-- Opening Marker --

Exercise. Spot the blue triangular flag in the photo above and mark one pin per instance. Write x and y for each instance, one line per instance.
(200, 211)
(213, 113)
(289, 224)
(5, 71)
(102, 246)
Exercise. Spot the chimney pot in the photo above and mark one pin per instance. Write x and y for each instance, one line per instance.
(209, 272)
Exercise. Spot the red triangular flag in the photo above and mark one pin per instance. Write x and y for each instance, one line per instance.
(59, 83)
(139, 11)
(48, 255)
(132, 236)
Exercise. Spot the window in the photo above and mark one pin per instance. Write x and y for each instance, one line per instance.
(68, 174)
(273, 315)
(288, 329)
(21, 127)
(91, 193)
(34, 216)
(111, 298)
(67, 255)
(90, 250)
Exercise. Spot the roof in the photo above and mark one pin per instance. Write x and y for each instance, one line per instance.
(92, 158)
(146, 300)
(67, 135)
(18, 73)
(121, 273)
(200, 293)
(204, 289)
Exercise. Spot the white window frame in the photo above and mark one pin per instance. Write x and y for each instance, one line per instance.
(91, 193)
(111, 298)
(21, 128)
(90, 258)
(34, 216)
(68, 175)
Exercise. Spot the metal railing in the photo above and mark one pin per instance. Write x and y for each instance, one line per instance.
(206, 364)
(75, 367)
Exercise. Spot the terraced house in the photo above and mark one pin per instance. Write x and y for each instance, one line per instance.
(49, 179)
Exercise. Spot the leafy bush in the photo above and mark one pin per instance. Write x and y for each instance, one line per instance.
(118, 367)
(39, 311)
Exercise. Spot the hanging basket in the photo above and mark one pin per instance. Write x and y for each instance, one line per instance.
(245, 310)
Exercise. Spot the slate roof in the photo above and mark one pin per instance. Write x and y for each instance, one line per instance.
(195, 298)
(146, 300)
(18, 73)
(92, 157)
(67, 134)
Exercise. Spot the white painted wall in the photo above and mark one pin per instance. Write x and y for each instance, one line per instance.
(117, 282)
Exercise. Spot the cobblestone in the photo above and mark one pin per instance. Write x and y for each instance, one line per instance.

-- Closing Marker --
-- Opening Marker --

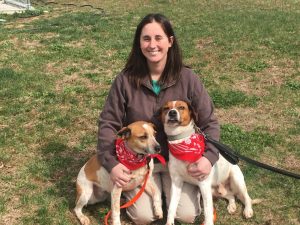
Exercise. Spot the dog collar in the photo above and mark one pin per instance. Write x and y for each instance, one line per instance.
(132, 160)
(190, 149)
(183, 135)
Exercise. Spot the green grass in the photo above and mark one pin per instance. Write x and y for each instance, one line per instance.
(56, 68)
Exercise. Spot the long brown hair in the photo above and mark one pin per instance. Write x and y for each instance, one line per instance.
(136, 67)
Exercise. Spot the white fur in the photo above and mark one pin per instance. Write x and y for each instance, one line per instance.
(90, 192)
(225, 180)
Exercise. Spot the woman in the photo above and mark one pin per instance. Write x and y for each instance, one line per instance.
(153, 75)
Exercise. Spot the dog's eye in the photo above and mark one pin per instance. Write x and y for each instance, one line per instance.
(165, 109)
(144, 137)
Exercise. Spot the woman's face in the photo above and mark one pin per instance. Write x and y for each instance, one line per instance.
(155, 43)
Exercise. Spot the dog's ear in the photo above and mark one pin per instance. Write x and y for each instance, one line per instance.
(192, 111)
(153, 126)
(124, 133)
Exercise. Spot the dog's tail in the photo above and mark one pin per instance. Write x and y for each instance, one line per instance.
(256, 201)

-- Closing Marker --
-- Opening Marker --

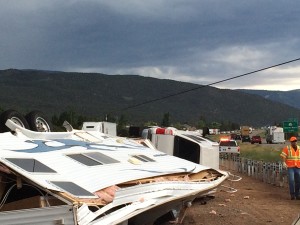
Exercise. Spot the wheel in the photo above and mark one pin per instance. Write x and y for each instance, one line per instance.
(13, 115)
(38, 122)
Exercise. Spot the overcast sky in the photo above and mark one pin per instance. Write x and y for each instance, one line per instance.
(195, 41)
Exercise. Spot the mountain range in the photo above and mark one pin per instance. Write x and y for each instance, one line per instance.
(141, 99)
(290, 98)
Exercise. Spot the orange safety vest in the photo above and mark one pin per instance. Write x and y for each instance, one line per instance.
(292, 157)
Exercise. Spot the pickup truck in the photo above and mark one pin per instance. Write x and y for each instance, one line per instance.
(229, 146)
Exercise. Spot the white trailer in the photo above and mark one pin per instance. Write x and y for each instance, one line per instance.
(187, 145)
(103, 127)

-- Closing Marker --

→ **What is expected**:
Once the line with "Exercise. Spot the terraced" is found in the records above, print exactly that line and every line after it through the line with "Exercise. Spot the cobblestone".

→ **Exercise result**:
Exercise. Spot the terraced house in the photo above and mark one pin per instance. Write x and y for each instance, one line per instance.
(49, 179)
Exercise. Spot the leafy bush in the photo above and mark one pin per instance. Write x and y for each instance, one line per instance.
(118, 367)
(39, 311)
Exercise. Spot the hanging basket in the photo above and mark one pin per instance. Write x and y for each instance, one line per instance.
(245, 310)
Exercise. Spot the slate roof in the photo above and mark one pin per instance. Write x and y for each instance, one line per instance.
(195, 298)
(146, 300)
(18, 73)
(92, 157)
(67, 134)
Exercise. Spot the white painted wall in the photo above and mark one pin per instance. Write x and y for each instance, one line per instance.
(117, 282)
Exercise. Spot the cobblestone in the photo above and mark one pin per instance. Write x and y for each instance, one line per instance.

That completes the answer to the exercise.